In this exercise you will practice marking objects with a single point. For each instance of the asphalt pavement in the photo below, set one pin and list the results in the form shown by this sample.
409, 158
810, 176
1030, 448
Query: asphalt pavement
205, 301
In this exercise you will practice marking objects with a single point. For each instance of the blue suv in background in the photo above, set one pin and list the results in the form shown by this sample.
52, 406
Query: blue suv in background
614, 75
====
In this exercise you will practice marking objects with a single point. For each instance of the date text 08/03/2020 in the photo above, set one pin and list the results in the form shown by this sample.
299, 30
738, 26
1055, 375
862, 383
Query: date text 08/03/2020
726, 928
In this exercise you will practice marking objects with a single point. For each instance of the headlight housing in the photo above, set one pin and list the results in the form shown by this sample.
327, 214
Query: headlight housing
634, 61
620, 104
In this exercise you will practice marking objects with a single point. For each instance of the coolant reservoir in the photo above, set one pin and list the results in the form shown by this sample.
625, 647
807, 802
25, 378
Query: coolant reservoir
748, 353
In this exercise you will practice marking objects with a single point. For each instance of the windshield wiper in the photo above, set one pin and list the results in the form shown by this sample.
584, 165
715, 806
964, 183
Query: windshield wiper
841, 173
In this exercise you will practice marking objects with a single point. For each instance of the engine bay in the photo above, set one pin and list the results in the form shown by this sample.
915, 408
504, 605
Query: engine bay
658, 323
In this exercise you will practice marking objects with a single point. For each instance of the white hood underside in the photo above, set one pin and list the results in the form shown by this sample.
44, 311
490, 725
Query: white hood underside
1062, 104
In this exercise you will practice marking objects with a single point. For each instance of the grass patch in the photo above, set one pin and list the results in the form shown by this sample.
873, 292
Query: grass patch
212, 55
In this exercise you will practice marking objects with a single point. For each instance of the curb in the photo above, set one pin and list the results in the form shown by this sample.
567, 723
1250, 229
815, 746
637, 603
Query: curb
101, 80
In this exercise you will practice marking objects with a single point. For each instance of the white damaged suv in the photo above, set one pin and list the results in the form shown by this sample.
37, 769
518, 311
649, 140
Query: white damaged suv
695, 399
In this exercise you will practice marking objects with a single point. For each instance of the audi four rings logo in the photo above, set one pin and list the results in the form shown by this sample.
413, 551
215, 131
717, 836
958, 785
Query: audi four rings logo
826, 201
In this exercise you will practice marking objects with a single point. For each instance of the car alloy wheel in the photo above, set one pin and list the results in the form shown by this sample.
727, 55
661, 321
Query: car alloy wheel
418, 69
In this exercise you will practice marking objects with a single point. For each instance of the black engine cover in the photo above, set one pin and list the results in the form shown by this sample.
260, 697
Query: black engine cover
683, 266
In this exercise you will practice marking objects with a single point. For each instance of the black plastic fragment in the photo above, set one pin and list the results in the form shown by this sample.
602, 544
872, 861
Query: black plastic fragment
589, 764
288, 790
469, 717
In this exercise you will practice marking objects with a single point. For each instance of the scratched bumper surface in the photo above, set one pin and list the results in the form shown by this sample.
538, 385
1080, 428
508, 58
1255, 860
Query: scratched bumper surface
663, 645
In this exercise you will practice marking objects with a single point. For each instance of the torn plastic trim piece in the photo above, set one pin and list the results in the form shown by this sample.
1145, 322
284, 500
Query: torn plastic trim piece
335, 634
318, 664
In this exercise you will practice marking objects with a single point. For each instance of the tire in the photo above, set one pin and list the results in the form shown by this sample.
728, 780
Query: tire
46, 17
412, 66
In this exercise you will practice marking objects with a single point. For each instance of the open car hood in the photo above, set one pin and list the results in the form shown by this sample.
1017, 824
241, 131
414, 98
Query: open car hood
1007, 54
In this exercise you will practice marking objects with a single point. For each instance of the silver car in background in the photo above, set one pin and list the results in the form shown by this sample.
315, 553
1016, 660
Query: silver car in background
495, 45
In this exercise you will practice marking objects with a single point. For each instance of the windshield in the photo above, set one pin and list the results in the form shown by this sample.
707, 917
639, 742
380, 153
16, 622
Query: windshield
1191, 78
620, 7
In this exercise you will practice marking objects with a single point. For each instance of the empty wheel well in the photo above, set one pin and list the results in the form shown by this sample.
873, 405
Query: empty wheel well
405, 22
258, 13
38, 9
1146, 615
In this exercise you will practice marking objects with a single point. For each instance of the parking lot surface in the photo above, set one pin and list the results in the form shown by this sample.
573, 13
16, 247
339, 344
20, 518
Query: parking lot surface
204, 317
====
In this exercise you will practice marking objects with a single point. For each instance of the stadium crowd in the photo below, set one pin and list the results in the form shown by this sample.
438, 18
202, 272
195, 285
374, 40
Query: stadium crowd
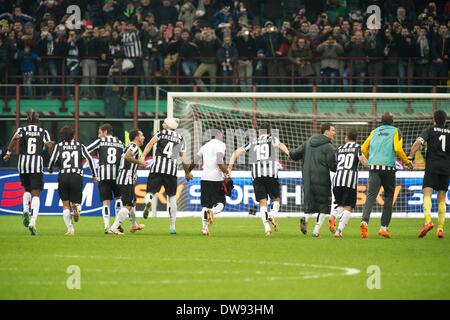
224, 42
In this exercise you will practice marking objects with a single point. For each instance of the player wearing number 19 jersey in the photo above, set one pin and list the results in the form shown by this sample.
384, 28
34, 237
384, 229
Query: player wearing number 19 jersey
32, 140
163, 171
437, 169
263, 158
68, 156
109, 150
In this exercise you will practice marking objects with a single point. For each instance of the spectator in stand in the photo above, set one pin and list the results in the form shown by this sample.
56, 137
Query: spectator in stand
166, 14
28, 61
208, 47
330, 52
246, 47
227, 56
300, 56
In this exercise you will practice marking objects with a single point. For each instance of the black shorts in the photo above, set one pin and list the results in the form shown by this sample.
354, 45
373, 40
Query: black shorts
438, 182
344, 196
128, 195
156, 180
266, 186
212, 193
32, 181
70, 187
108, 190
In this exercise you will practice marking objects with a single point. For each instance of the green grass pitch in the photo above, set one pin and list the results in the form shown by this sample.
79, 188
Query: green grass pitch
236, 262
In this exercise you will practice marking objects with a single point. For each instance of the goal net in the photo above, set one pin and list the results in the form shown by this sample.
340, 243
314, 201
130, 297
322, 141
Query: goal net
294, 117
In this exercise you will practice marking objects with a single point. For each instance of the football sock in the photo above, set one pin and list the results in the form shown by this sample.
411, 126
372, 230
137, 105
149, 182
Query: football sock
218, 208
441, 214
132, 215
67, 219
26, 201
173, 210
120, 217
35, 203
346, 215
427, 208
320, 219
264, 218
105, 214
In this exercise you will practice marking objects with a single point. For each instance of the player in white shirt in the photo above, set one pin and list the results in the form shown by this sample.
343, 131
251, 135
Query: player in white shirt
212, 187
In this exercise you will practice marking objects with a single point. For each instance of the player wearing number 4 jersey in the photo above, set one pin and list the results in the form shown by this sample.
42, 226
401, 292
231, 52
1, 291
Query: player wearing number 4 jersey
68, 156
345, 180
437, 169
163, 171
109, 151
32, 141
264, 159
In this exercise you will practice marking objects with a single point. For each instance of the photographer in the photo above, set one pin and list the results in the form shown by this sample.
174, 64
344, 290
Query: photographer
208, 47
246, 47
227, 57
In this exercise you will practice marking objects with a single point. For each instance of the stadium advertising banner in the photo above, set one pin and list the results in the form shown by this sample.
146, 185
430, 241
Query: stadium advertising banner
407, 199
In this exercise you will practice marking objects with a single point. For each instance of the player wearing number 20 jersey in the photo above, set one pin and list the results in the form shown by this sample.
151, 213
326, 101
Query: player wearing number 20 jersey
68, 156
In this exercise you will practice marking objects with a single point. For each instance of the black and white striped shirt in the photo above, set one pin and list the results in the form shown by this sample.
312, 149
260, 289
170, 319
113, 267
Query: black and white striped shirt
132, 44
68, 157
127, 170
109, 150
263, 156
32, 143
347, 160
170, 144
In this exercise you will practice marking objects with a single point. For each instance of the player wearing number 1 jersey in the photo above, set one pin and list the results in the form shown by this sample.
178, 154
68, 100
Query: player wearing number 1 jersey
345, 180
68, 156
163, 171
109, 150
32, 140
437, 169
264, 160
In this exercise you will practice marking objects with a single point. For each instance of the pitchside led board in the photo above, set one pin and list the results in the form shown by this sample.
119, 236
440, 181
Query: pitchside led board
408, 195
====
Your goal: Extract every line of the material above that contains the word "logo".

Result for this exercise:
In this exercise you will practice marking objects with a single point. For each instance of the audi four rings logo in the photo above, set one pin and list the results in the form shown by this sample.
Query: audi four rings logo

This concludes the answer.